##### Texto para analizar #####

Casi siempre he trabajado en el sitio en el que he vivido. Es decir, hogar y oficina o taller o estudio o lo que haya sido en su momento, perennemente han estado bajo el mismo techo. En mi juventud, casi puberto, laboré en un edificios de oficinas, siempre me parecieron asfixiantes, quizá por eso decidí estudiar algo que me llevara a la libertad, a la colectividad organizada, al campo libre, pero ahí tampoco encontré la salida a los espacios abiertos, y es que la agricultura y la ganadería no son especialmente importantes para el empleo profesional, seguramente el rezago en la tecnificación del campo se debe a un cierto romanticismo histórico o a algún extraño rescate de las tradiciones agrícolas que nunca acabe de entender. Finalmente estudié el campo en un aula y de las ilusiones sólo quedó el ansia palpitante.
Años más tarde la búsqueda siguió siendo las misma pero ahora con un matiz mas sofisticado y encontré resguardo temporal en el arte. Teatro, música, producción escénica y discográfica y claro fotografía y sí, encontré mucha paz y una sensación muy cercana a la libertad… por momentos. Y es que en el arte estás sujeto a mil factores externos que no están bajo tu control y dependes siempre, más allá de tu talento, de la gente que de alguna manera sacará algún provecho de tu trabajo físico e intelectual. Así que esa libertad a medias es un yugo a medias también.
A partir de ahí estudié oficios buscando una cierta autonomía y decidí buscar la libertad hacia adentro y no en la calle, además, de calle ya tenia muchos miles de kilómetros recorridos de oficina en oficina robándole alguna migaja a la burocracia: yoga, meditación, fotografía, carpintería, plomería y demás cursos crearon una esfera ideal para la búsqueda de la libertad anhelada y he aquí que en este semi aislamiento voluntario tropiezo con un evento internacional de magnitudes aparentemente colosales que me exige el aislamiento. Así que a mi habitat cotidiano sólo he agregado el cubrebocas.

##### Datos proporcionados #####

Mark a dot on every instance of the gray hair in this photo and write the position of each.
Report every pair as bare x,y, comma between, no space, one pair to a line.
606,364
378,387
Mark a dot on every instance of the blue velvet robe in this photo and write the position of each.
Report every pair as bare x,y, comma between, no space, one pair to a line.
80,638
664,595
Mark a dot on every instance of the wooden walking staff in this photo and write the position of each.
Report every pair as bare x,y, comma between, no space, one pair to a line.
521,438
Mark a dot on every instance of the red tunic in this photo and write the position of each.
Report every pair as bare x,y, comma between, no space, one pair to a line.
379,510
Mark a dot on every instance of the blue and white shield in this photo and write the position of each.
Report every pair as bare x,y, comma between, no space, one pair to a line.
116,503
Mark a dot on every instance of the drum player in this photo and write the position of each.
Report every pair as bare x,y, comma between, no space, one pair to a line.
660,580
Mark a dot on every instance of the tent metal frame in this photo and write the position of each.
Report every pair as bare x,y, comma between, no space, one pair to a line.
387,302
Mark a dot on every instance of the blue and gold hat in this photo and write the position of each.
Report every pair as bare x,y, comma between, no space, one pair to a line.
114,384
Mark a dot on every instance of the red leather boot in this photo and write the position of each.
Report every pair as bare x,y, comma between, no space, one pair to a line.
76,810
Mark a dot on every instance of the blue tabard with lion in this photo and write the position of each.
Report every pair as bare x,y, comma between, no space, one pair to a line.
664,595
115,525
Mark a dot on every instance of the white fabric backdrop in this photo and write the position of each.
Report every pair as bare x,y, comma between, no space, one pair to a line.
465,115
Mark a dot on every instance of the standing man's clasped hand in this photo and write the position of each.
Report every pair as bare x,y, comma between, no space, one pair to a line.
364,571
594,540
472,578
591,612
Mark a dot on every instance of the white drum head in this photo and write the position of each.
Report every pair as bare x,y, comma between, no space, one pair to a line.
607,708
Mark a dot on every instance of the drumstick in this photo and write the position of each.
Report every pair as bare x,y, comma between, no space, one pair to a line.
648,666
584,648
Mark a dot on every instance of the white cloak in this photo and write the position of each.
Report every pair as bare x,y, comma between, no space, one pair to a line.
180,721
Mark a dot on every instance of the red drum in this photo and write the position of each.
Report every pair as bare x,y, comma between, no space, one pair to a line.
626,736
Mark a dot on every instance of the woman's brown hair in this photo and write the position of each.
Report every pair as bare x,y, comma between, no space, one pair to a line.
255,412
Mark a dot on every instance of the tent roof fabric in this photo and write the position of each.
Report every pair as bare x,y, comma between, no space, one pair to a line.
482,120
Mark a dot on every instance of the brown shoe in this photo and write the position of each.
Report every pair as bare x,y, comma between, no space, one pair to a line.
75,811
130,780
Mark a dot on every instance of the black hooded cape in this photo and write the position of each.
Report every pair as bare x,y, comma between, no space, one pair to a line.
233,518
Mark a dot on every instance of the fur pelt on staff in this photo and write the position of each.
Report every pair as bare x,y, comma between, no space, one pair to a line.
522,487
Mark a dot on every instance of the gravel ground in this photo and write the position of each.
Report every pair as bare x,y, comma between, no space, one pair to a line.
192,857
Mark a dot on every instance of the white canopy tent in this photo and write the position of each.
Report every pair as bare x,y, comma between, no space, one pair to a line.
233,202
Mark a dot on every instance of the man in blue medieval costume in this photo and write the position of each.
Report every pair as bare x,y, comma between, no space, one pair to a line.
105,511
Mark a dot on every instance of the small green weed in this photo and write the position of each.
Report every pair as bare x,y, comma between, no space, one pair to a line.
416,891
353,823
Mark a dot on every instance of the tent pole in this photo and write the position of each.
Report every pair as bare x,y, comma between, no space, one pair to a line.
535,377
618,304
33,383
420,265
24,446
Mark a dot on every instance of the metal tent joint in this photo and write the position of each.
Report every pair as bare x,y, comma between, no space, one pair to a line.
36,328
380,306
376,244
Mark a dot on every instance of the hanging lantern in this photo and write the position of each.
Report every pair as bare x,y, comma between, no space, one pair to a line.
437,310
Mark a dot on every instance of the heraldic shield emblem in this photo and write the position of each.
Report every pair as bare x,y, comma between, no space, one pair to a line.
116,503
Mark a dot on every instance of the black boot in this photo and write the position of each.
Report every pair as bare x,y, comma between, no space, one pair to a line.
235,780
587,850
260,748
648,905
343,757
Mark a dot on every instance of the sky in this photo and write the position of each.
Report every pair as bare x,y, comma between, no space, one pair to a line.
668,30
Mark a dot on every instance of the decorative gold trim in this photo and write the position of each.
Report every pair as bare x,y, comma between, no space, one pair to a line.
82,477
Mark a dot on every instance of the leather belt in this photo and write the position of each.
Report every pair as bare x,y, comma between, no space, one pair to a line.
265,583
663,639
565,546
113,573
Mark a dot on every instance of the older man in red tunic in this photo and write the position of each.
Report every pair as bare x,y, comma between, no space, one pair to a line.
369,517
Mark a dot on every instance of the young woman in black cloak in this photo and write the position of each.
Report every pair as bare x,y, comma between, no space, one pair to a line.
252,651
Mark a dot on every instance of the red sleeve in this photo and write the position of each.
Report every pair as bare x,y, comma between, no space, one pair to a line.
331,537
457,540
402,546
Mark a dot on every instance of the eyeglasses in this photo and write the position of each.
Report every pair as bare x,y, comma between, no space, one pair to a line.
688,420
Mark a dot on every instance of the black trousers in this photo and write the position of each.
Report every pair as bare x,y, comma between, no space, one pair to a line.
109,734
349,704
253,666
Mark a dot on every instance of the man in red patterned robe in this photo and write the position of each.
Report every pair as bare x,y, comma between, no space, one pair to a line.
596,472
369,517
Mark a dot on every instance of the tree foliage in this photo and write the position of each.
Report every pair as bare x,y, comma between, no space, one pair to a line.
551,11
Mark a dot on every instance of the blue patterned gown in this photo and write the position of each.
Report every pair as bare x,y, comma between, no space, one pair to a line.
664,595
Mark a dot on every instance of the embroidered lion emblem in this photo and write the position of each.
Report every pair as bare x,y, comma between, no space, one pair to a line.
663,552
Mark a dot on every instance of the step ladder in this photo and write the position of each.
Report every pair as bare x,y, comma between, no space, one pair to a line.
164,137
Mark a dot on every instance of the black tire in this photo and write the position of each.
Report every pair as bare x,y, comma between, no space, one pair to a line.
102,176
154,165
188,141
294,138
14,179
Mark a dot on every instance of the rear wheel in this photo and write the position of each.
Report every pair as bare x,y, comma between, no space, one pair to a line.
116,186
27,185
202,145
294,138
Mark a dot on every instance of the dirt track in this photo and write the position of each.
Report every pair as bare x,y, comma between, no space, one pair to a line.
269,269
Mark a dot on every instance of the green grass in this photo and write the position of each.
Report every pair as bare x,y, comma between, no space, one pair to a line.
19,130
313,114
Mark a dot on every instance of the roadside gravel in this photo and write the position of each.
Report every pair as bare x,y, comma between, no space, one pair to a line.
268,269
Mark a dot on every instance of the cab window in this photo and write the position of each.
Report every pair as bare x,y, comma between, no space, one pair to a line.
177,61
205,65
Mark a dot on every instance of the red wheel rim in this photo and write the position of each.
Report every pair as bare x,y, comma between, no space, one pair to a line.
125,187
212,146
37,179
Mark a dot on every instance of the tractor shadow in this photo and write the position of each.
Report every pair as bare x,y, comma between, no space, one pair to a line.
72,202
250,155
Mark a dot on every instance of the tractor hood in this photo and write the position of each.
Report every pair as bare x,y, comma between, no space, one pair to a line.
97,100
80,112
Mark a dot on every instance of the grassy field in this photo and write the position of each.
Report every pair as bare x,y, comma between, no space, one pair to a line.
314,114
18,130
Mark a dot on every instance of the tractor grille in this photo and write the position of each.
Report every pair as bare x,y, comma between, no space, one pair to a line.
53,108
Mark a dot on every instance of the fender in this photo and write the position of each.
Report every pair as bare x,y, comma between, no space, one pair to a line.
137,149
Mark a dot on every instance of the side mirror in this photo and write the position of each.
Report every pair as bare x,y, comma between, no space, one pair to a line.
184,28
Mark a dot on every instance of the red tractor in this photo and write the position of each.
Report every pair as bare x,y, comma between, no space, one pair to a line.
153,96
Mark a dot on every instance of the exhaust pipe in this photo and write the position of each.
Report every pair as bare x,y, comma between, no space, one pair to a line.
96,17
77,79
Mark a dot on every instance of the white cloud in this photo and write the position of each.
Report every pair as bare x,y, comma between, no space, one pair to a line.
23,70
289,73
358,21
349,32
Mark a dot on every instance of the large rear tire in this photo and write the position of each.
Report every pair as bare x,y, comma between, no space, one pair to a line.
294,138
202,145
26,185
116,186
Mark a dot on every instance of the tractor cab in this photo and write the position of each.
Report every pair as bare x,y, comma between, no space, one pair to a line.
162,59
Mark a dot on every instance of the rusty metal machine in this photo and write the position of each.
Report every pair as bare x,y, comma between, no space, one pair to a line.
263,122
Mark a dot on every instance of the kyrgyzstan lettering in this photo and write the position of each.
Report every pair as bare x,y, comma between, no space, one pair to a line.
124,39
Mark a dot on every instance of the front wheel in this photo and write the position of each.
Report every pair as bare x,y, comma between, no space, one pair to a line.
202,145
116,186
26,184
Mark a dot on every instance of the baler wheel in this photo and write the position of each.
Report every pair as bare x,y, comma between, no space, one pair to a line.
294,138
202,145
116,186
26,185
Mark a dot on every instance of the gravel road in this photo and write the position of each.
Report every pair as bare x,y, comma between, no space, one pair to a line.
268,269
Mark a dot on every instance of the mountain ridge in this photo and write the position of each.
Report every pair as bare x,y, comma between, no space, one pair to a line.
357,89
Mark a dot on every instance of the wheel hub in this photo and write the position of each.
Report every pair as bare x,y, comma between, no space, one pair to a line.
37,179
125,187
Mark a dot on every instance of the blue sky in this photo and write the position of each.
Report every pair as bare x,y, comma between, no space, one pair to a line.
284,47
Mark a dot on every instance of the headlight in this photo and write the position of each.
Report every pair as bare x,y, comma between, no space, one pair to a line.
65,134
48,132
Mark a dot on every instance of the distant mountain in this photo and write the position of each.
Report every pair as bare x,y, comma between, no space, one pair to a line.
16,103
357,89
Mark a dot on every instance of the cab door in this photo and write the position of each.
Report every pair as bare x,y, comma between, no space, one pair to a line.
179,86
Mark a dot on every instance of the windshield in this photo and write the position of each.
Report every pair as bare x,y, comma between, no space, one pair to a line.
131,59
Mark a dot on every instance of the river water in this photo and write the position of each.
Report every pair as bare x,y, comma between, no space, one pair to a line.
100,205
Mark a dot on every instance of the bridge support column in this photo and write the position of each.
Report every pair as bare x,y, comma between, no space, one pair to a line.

#####

**Consignas de trabajo**
1. ¿Qué cursos enumera el relato sobre la búsqueda de libertad en su último párrafo?
2. Retoma el relato sobre la búsqueda de libertad después de su última oración y continúalo.
Las entradas no cuentan para nada en este trabajo.

**Lista de respuestas**
1. Yoga, meditación, fotografía, carpintería y plomería.

2.
He ido aprendiendo muchas cosas a partir de este aislamiento ya no voluntario, pero tampoco obligatorio más bien sugerido. Y de esta dicotomía he comenzado a observar y a re-observar conductas que me parecen muy particulares de la conducta humana. No, no soy especialista en la materia, pero tengo la capacidad de observar y emitir mis propios juicios bajo mis propias perspectivas. El ser humano es un bicho que no puede vivir aislado pero por todos los medios perjudica a los que lo rodean, es egoísta y dependiente, se expande y extermina todo lo que esté a su paso y conserva y cosecha lo que perjudica a sus congéneres con tal de hacerse de un lugar más alto en la estructura social, sea lo que sea lo que esto realmente quiera decir, nace, crece, se reproduce, invade, extermina y deja sólo desolación.
¿Qué somos realmente los humanos? En la escala universal somos menos que un microbio, una partícula apenas tangible y, sin embargo, con una capacidad destructiva millones de veces mayor a nuestro tamaño. El planeta que nos tocó habitar, tan hermoso, tan diverso, está en manos de los seres humanos, millones de los cuales están enfermos, pero no de padecimientos infecciosos ni exóticos, sino del peor mal que existe: la avaricia.
No tengo duda de que somos un macro virus para un planeta que está luchando por deshacerse de nosotros antes que nosotros acabemos con él. Y que se defiende con glaciaciones, con inundaciones inéditas, con calores extremos y, claro, con pandemias.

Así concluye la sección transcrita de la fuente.